What is needed: Render every line of the rows below as a Markdown table with two columns, "No." and "Line," and leave out any blank lines.

Coordinate annotation entries:
— START —
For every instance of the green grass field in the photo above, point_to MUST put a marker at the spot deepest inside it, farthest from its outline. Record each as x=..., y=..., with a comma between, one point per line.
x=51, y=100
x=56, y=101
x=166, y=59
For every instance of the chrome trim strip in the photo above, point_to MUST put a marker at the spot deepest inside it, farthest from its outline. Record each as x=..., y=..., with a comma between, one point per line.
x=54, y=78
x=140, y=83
— END —
Exercise result:
| No. | Line |
|---|---|
| 1 | For every instance of the green grass field in the photo above, point_to MUST put a marker at the spot deepest inside it, farthest from its outline. Record each as x=..., y=..., with a comma between, one point per line. |
| 2 | x=51, y=100 |
| 3 | x=56, y=101 |
| 4 | x=166, y=59 |
| 5 | For every instance of the chrome trim strip in the photo above, point_to MUST put a marker at the spot deepest inside it, farthest from its outline. Record each as x=..., y=..., with a comma between, one point per line. |
| 6 | x=54, y=78 |
| 7 | x=140, y=83 |